Which rows below contain the word "girl"? Pick out each of them and copy it whole.

** BEGIN Supplied records **

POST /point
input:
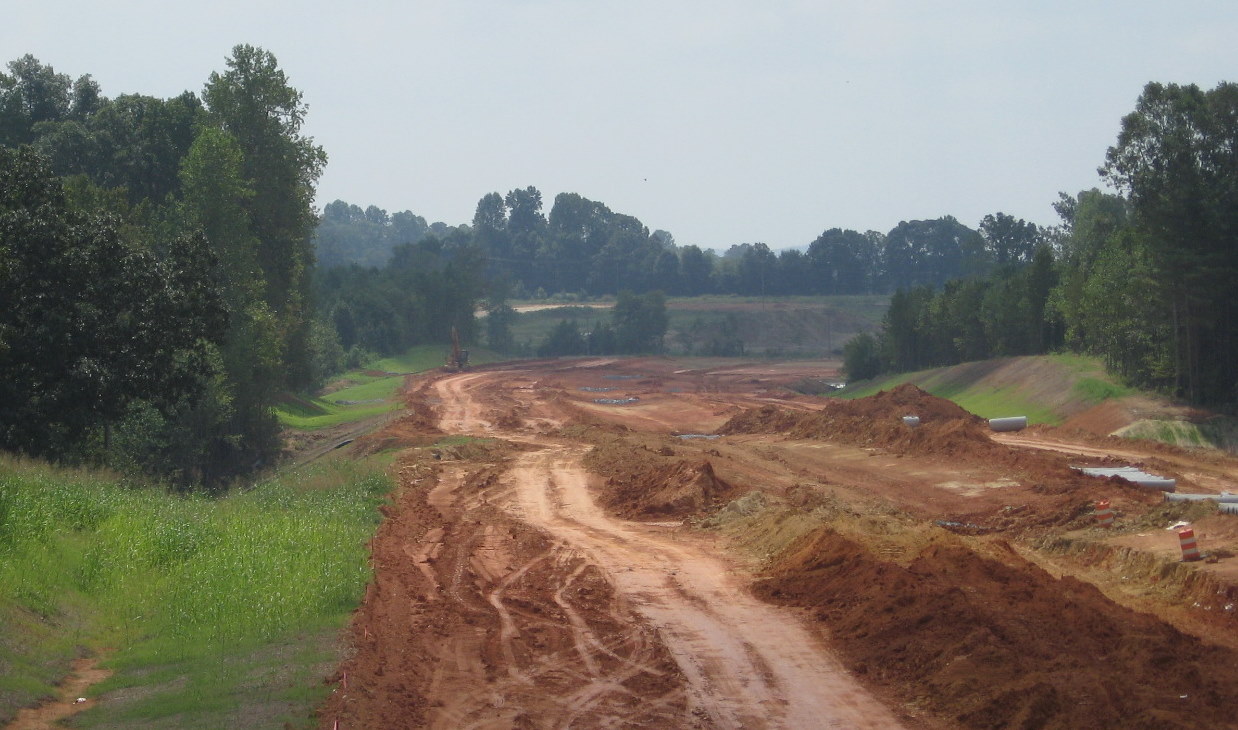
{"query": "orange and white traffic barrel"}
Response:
(1190, 549)
(1103, 514)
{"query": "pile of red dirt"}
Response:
(877, 421)
(643, 485)
(983, 642)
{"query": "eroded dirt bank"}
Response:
(541, 574)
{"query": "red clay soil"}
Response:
(476, 620)
(988, 644)
(946, 432)
(643, 485)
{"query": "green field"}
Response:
(365, 392)
(775, 327)
(1045, 389)
(212, 613)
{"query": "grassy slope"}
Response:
(1046, 389)
(365, 395)
(212, 613)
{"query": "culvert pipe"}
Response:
(1225, 498)
(1012, 423)
(1132, 474)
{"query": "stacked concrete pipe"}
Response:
(1012, 423)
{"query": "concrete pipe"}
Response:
(1225, 498)
(1012, 423)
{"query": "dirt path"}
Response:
(509, 592)
(46, 717)
(748, 665)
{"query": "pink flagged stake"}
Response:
(1103, 514)
(1190, 549)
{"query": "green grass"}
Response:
(966, 386)
(204, 606)
(365, 395)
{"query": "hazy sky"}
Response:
(719, 121)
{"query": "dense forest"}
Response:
(165, 275)
(155, 269)
(1139, 277)
(586, 250)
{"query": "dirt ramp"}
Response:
(643, 484)
(986, 642)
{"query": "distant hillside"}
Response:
(729, 326)
(1064, 390)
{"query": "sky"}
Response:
(721, 121)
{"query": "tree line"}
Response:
(1139, 277)
(155, 269)
(582, 248)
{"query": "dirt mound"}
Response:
(641, 484)
(877, 421)
(764, 420)
(1000, 644)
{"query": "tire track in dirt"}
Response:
(748, 665)
(467, 622)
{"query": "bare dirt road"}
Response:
(551, 561)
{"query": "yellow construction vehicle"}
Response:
(457, 359)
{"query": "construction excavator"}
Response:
(457, 359)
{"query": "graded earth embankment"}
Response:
(1000, 644)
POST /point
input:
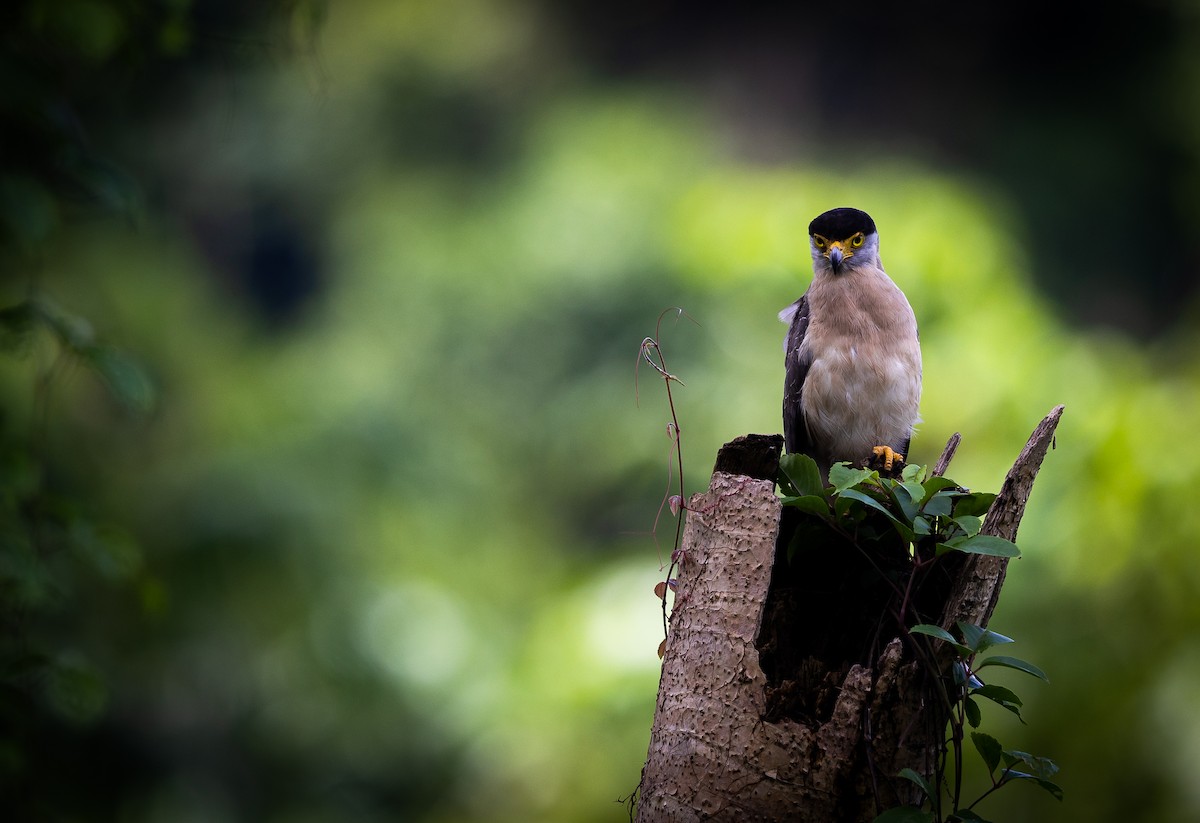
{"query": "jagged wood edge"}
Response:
(982, 576)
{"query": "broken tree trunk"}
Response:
(780, 700)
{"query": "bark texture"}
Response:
(778, 700)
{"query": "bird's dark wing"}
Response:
(796, 370)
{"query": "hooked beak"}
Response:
(835, 257)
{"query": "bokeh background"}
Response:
(325, 491)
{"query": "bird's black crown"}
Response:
(841, 223)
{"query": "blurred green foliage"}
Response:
(385, 554)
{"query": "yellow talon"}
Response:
(887, 456)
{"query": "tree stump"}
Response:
(767, 716)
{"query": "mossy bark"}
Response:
(769, 709)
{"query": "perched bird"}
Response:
(852, 362)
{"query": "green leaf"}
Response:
(989, 750)
(981, 544)
(939, 505)
(921, 526)
(1001, 696)
(977, 503)
(907, 498)
(905, 815)
(940, 634)
(1041, 767)
(972, 710)
(1049, 786)
(935, 485)
(810, 504)
(867, 499)
(1013, 662)
(969, 523)
(843, 476)
(919, 780)
(803, 474)
(126, 379)
(978, 638)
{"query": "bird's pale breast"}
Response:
(863, 386)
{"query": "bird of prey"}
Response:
(852, 364)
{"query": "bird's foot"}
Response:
(883, 458)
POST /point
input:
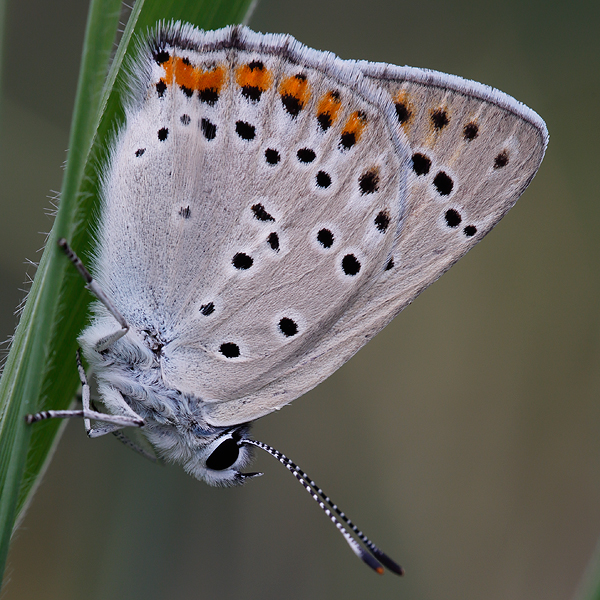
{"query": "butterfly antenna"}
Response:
(376, 558)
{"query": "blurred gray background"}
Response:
(463, 439)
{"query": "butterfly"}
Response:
(266, 209)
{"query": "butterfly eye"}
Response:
(224, 455)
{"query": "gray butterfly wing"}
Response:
(474, 150)
(253, 199)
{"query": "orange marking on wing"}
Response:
(296, 87)
(169, 71)
(328, 108)
(213, 79)
(179, 71)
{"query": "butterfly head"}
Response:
(220, 461)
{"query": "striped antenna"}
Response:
(375, 558)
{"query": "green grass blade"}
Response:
(40, 370)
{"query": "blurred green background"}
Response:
(463, 439)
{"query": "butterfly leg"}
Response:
(111, 422)
(93, 286)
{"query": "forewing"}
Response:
(474, 150)
(254, 198)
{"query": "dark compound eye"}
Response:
(223, 456)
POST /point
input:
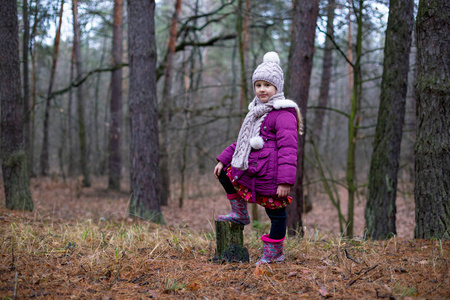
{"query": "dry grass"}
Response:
(87, 247)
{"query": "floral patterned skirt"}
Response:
(270, 202)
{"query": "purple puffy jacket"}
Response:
(276, 162)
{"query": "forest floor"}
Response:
(80, 243)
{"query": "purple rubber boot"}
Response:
(272, 251)
(239, 213)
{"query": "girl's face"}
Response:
(264, 90)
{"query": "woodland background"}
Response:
(76, 234)
(201, 113)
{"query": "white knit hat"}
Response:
(270, 71)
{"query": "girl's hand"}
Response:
(283, 190)
(218, 169)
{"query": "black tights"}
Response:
(277, 216)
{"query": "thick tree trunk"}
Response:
(45, 142)
(114, 160)
(80, 97)
(166, 106)
(14, 161)
(432, 148)
(144, 152)
(326, 70)
(301, 54)
(380, 208)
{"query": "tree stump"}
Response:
(230, 242)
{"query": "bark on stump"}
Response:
(230, 243)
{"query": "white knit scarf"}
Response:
(250, 130)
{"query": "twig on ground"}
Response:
(359, 276)
(349, 257)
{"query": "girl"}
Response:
(261, 166)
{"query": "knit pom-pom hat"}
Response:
(270, 71)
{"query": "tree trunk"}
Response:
(33, 92)
(326, 70)
(14, 160)
(114, 160)
(380, 208)
(144, 150)
(301, 54)
(45, 143)
(26, 85)
(71, 167)
(80, 97)
(432, 148)
(228, 233)
(166, 106)
(354, 119)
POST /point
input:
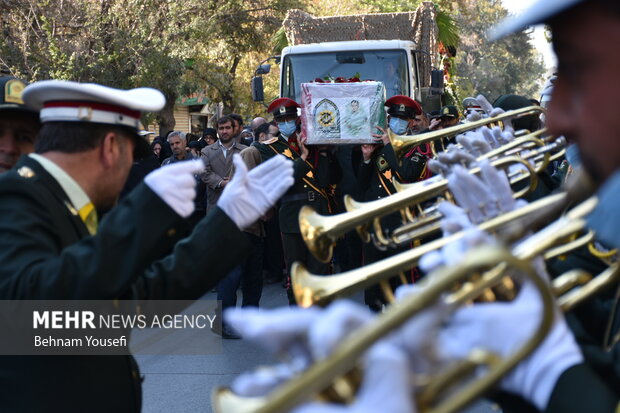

** END Supplied records **

Response to the task:
{"query": "girl's face"}
{"query": "girl's hand"}
{"query": "girl"}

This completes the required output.